## TASK REQUIREMENTS
Retype the data exactly, so that every line matches the original.

## RECORDS FOR THE EXERCISE
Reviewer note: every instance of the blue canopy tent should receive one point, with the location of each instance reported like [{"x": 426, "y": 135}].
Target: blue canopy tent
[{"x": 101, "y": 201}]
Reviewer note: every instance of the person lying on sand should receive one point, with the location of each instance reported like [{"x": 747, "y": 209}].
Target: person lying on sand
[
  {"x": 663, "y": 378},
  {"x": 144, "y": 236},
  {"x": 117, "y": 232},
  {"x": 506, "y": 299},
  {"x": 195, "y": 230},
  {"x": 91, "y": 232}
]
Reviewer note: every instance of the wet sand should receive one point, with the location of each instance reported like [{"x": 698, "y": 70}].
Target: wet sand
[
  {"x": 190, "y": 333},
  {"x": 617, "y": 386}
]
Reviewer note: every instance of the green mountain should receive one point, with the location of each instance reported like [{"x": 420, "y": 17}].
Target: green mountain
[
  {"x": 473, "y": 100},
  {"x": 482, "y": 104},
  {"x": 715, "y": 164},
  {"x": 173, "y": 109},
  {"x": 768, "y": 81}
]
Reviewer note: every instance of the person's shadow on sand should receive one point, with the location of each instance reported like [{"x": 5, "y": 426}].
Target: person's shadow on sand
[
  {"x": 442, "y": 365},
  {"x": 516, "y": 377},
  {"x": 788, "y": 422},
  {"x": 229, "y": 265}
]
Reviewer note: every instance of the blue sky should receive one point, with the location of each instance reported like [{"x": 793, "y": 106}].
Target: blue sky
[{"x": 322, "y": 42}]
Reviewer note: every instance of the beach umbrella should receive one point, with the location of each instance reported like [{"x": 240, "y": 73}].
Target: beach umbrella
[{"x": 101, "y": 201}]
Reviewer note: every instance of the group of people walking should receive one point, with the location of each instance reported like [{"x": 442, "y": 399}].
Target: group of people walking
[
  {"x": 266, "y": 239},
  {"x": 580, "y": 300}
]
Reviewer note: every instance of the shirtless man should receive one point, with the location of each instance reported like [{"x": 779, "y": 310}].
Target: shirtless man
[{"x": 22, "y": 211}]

## RESULT OF THIS TASK
Reviewer note: every instance of the blue canopy tent should receive one point, with the location of each instance reported like [{"x": 426, "y": 135}].
Target: blue canopy tent
[{"x": 101, "y": 201}]
Reviewer note: every instance of the person lying on sand should receive one point, with the location of each instance reported like [{"x": 747, "y": 209}].
Target: person lying on sand
[
  {"x": 663, "y": 378},
  {"x": 144, "y": 236},
  {"x": 117, "y": 232},
  {"x": 506, "y": 299},
  {"x": 195, "y": 230},
  {"x": 91, "y": 232}
]
Reviewer note: every instance of the wet sand should receive one point, with the location of each instance reported like [{"x": 698, "y": 70}].
Target: wet sand
[
  {"x": 190, "y": 333},
  {"x": 617, "y": 386}
]
Reviewer note: every instance of the green mountain should receive one point, with the location of each instance reported like [{"x": 420, "y": 17}].
Target: green mountain
[
  {"x": 473, "y": 100},
  {"x": 482, "y": 104},
  {"x": 715, "y": 164},
  {"x": 173, "y": 109},
  {"x": 768, "y": 81}
]
Reviewer note: every instance of the person's shadow on sand should receive one point, with the location of each instance reported like [{"x": 5, "y": 426}].
Target: person's shadow on sand
[
  {"x": 442, "y": 365},
  {"x": 516, "y": 377},
  {"x": 788, "y": 422},
  {"x": 229, "y": 265}
]
Reviewer note: every instance of the blue sky should receive one point, with the location of each instance reported like [{"x": 793, "y": 106}].
Target: blue sky
[{"x": 322, "y": 42}]
Reviewer note: every instance of the beach umbrella should receive one point, with the location of each instance reported like [{"x": 240, "y": 73}].
Target: beach umbrella
[{"x": 101, "y": 201}]
Reviewer note: every instance of the group of people walking should receive one point, with the location of each instance reported like [{"x": 442, "y": 399}].
Target: group of people walking
[
  {"x": 266, "y": 239},
  {"x": 580, "y": 300}
]
Reviewer note: every instance of the shirtless man should receive one point, with the location of each instance reported like [{"x": 779, "y": 310}].
Target: shirtless man
[{"x": 22, "y": 211}]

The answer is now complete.